**WORK TO BE COMPLETED**: Please repeat every record exactly, leaving out any pictures.

**Natural language region descriptions**:
■ ■ ■ ■ ■
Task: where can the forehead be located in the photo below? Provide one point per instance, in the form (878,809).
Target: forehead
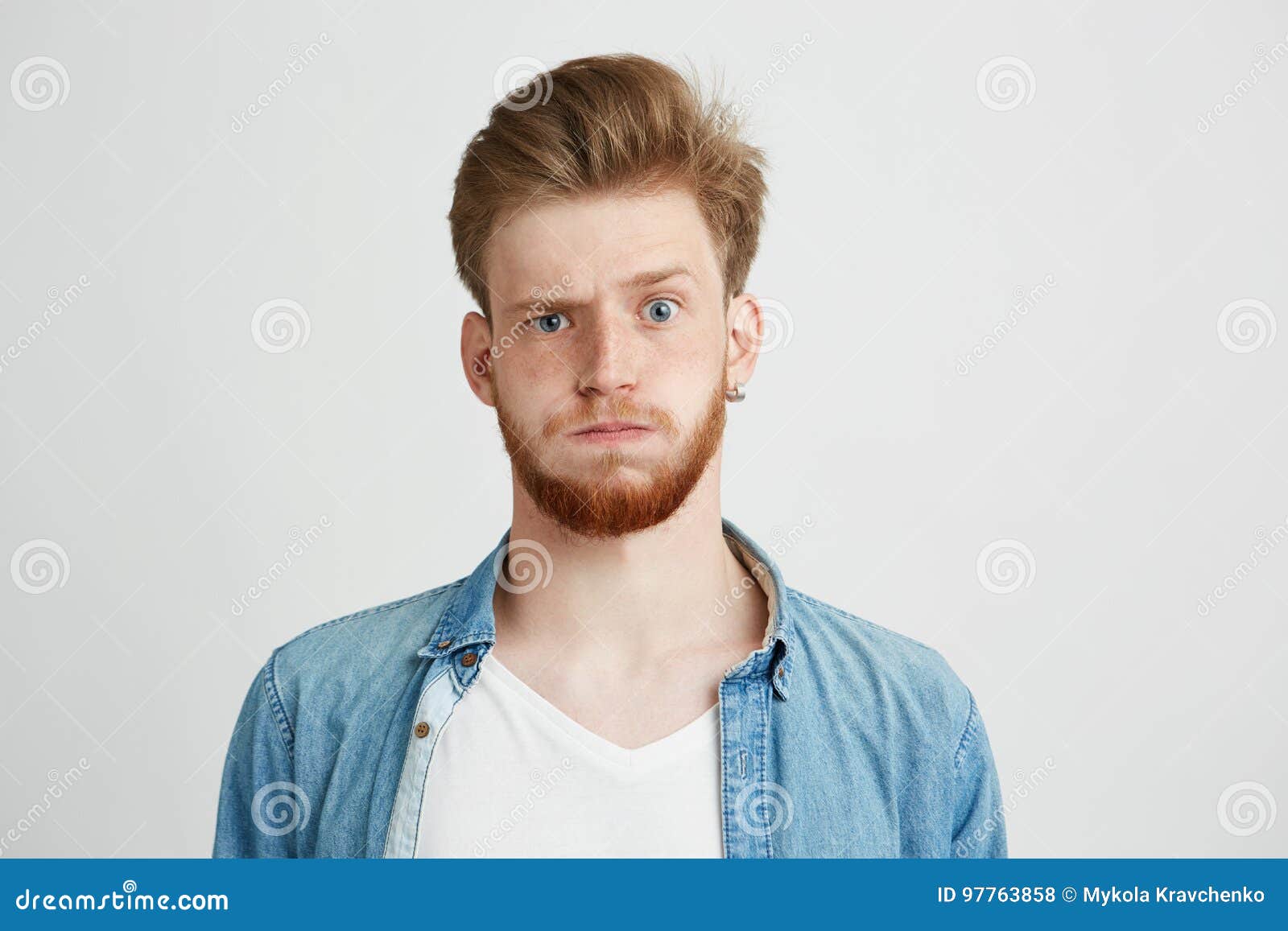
(598,241)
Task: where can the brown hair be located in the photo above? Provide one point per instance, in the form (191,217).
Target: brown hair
(609,124)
■ ■ ■ ■ ■
**OUTPUT**:
Task: where can the forehead be located in the photo below? Provide one point per instance, in the form (878,809).
Target: forehead
(598,241)
Task: where can the brown hair be located in the photo above? Provide one point per instance, in the form (191,217).
Target: brown hair
(609,124)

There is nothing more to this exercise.